▶ Supplied passage
►

Workers’ Compensation in the United States and Europe

This week’s post comes from London, so instead of wracking my brain for odd tidbits about Ohio workers’ compensation law, I decided that I would just put together a brief post about the differences between the workers’ compensation systems in Europe as opposed to the U.S.

I have been too busy learning things like the fact that Yorkshire pudding is NOT a dessert item to spend a lot of time on this, so I took this post almost verbatim from an article I found from a California law firm, Dimarco, Araujo, Montevido.  Here’s a link to their article and the firm website.  Thank you all at Dimarco, Araujo, Montevido for allowing me to forget about workers’ compensation for a while.

Workers compensation benefits started in 19th century Europe with the advent of industrialization. Germany was the first to introduce a legal doctrine for employer liability, followed by Switzerland and England. The U.S. didn’t enact its first workers’ compensation laws until the early 20th century. The last state to enact workers’ compensation laws (Mississippi) did so in 1948—more than 75 years after Europe’s first legislation was introduced. Since US workers’ compensation laws have been heavily influence by Europe, here’s a brief comparison:


Workers’ compensation laws in Europe vary by country. They fall generally into two categories: Bismarckian and Beveridgean. Bismarckian workers’ compensation systems are based on employer contribution to the insurance program. Beveridgean systems are financed through taxes. Eastern Europe primarily follows the Bismarckian approach, whereas the UK and southern European countries such as Italy, Portugal, and the Scandinavian countries lean more towards the Beveridgean approach.

The US approach to workers’ compensation at the federal and state level descends largely from the Bismarckian approach.

◄

Write the next part of the post on workers' compensation in the United States and Europe, picking up right after its last sentence.

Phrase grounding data
►

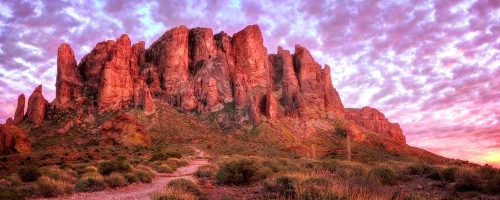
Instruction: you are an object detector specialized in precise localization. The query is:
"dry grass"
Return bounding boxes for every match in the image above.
[150,187,196,200]
[36,176,75,197]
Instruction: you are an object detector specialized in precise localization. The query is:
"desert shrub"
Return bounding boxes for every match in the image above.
[42,168,76,183]
[477,165,500,180]
[125,173,141,184]
[149,150,182,161]
[483,174,500,195]
[263,176,297,199]
[104,173,127,188]
[150,187,196,200]
[427,168,441,180]
[154,164,174,173]
[369,167,396,185]
[194,165,217,178]
[168,178,201,196]
[408,163,437,175]
[17,165,42,182]
[0,185,24,200]
[455,171,481,192]
[36,176,75,197]
[99,160,131,175]
[305,160,340,173]
[216,158,260,185]
[262,159,297,173]
[76,173,106,192]
[295,185,347,200]
[167,158,189,168]
[441,167,458,181]
[134,169,154,183]
[302,177,330,186]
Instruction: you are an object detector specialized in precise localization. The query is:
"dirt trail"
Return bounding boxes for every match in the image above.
[37,149,208,200]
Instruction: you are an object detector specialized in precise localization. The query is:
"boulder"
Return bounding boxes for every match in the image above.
[345,107,406,144]
[14,94,26,124]
[26,85,49,125]
[0,124,31,155]
[54,43,83,109]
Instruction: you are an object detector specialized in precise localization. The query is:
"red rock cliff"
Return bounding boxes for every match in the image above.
[345,107,406,144]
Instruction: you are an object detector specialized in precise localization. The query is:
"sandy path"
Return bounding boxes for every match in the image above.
[37,149,208,200]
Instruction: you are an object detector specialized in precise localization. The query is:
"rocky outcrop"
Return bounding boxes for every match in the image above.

◄

▶ Written response
  • Injury and illness coverage. In most European countries and in the US, all occupational injuries are covered under workers’ compensation insurance. Most European countries have a set list of occupational-related illnesses associated with workplace hazards. The US has a list of common occupational illnesses, but any American employee who can prove a direct association between an illness and the workplace can typically secure benefits.
  • Commute-related accidents. The treatment of commute-related accidents is a notable difference between most European countries and the US. Aside from the UK and Denmark, most European countries compensate employees injured in transit to and from work.
  • Fault and the extent of coverage. In both the US and Europe, coverage is provided regardless of fault, and most claims compensate employees for economic loss (medical expenses and living costs) rather than non-economic loss, such as pain and suffering.
  • Public vs. private insurance. Another significant difference is the source of insurance. In the US, insurance is provided either directly through the employer or through a private insurance provider. The federal and state governments dictate terms for workers’ compensation but leave the actual insurance policy purchasing to the employer. In many European countries (and in Ohio), public organizations control workers’ compensation insurance policies (except for self-insured employers in Ohio of course).